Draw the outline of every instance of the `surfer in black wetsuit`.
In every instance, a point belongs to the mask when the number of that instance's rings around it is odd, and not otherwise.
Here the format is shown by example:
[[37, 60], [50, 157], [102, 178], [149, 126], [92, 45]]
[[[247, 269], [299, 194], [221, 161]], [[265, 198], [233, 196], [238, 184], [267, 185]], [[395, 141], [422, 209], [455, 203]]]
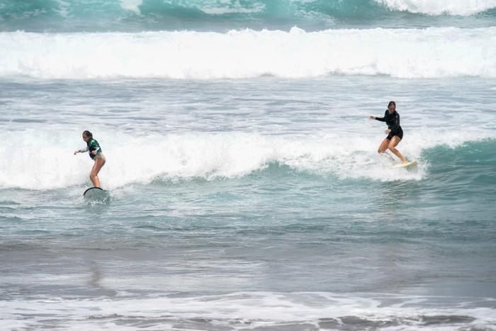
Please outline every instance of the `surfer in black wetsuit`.
[[403, 139], [403, 130], [400, 125], [400, 114], [396, 111], [396, 103], [390, 101], [388, 104], [388, 110], [384, 113], [384, 117], [369, 116], [371, 120], [377, 120], [381, 122], [385, 122], [388, 125], [388, 133], [386, 137], [379, 145], [377, 152], [383, 153], [386, 150], [389, 150], [401, 159], [401, 162], [405, 164], [407, 163], [407, 159], [396, 149], [396, 146]]
[[89, 174], [89, 179], [91, 180], [94, 187], [100, 187], [98, 172], [101, 167], [105, 165], [106, 159], [103, 153], [101, 152], [101, 147], [100, 147], [98, 142], [93, 138], [93, 134], [91, 132], [86, 130], [83, 133], [83, 140], [86, 143], [86, 147], [75, 151], [74, 155], [77, 153], [84, 153], [84, 152], [89, 152], [89, 157], [95, 161], [91, 172]]

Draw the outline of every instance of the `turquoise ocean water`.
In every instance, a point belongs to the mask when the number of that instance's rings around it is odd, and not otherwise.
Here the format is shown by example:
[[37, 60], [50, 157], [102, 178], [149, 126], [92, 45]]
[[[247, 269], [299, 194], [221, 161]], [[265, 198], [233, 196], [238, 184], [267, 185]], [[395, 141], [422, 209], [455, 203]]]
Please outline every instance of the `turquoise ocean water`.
- - - - -
▶ [GIVEN TASK] Reproduce the material verbatim, starting at its very beginning and ending at the line that contains "149], [396, 146]]", with both ends included. Omit the pictures from your reply.

▶ [TASK OUTPUT]
Draw the outline of every instance of the `surfer in black wetsuit`.
In every instance, a point belongs to the mask when the number of that instance's rings around it is odd, and not otherwise.
Here the format is shown by example:
[[37, 60], [50, 157], [102, 178], [149, 126], [92, 45]]
[[[247, 269], [299, 194], [221, 161]], [[265, 198], [233, 196], [238, 184], [267, 185]], [[395, 141], [422, 209], [455, 203]]]
Please outline every instance of the `surfer in black wetsuit`.
[[403, 139], [403, 130], [400, 125], [400, 114], [396, 111], [396, 103], [390, 101], [388, 104], [388, 110], [384, 113], [384, 117], [369, 116], [371, 120], [377, 120], [381, 122], [385, 122], [388, 125], [388, 133], [386, 137], [379, 145], [377, 152], [383, 153], [386, 150], [389, 150], [401, 159], [401, 162], [405, 164], [407, 163], [407, 159], [396, 149], [396, 146]]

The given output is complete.